* [What the task requires]
Reproduce the stretch of the material from the line containing "Exercise. Indicate the distant" through the line containing "x=790, y=107", swapping each "palm tree" for "coconut palm" and leaving all else untouched.

=== Records provided ===

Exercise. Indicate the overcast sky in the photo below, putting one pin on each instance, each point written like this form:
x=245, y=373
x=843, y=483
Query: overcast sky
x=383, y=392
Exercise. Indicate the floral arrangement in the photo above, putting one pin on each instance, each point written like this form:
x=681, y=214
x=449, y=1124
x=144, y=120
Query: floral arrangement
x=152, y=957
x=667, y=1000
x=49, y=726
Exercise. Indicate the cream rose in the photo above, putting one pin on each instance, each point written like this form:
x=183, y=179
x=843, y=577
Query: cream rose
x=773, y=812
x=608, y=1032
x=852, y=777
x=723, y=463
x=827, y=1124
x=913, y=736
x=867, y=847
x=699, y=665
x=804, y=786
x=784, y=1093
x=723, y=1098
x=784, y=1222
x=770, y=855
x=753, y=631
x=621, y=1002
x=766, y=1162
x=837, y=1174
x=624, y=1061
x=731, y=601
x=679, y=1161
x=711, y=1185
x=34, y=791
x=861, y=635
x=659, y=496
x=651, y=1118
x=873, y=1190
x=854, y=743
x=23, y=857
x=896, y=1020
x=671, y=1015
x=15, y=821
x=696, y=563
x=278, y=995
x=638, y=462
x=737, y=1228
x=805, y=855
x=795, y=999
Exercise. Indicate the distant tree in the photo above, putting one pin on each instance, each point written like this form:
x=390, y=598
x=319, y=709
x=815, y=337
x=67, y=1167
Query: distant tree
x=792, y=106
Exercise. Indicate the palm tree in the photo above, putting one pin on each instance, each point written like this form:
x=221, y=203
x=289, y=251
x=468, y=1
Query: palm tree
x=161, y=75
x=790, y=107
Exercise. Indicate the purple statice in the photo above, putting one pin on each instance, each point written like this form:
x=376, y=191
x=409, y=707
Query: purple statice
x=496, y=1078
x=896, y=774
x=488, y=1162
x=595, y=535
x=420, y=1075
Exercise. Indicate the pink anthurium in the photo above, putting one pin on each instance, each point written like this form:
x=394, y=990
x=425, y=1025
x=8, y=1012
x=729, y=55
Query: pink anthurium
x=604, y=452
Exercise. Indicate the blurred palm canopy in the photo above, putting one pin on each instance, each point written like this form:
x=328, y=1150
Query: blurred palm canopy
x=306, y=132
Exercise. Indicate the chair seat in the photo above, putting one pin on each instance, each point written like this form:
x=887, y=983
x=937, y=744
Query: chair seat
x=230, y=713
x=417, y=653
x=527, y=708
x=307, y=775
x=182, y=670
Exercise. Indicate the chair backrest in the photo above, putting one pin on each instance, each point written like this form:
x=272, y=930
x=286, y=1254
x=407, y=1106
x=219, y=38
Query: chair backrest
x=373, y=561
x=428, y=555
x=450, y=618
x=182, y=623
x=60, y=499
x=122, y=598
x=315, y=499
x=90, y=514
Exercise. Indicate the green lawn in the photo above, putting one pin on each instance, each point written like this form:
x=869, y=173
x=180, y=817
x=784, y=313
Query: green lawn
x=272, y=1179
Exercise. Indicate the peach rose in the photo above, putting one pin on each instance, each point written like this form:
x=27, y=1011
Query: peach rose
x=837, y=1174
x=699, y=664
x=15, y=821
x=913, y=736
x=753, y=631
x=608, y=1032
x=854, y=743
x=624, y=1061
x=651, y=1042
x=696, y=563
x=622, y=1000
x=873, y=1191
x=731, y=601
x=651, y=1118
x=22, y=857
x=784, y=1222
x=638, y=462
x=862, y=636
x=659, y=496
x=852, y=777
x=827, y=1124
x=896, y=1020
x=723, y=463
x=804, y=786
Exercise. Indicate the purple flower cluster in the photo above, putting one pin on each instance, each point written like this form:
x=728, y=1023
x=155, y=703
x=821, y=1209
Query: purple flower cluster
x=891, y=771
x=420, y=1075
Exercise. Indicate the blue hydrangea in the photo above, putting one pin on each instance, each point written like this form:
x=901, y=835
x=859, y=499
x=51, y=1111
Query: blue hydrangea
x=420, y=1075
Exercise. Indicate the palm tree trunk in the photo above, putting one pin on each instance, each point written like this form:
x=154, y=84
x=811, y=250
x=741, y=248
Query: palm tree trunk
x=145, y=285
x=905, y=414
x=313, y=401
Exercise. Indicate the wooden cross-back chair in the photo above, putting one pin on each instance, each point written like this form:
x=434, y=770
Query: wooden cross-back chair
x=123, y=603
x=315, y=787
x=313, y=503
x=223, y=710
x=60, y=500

===

* [Exercise output]
Exercise. Indicate the distant tree in the photo above, putting one pin on each instance, each point written like this form:
x=390, y=598
x=319, y=709
x=815, y=337
x=67, y=1167
Query: distant tree
x=792, y=106
Exercise. Indicate the coconut palm in the photo above, putting one pin on each instance, each point written like this form:
x=221, y=203
x=289, y=251
x=468, y=1
Query: coconut palm
x=161, y=75
x=790, y=107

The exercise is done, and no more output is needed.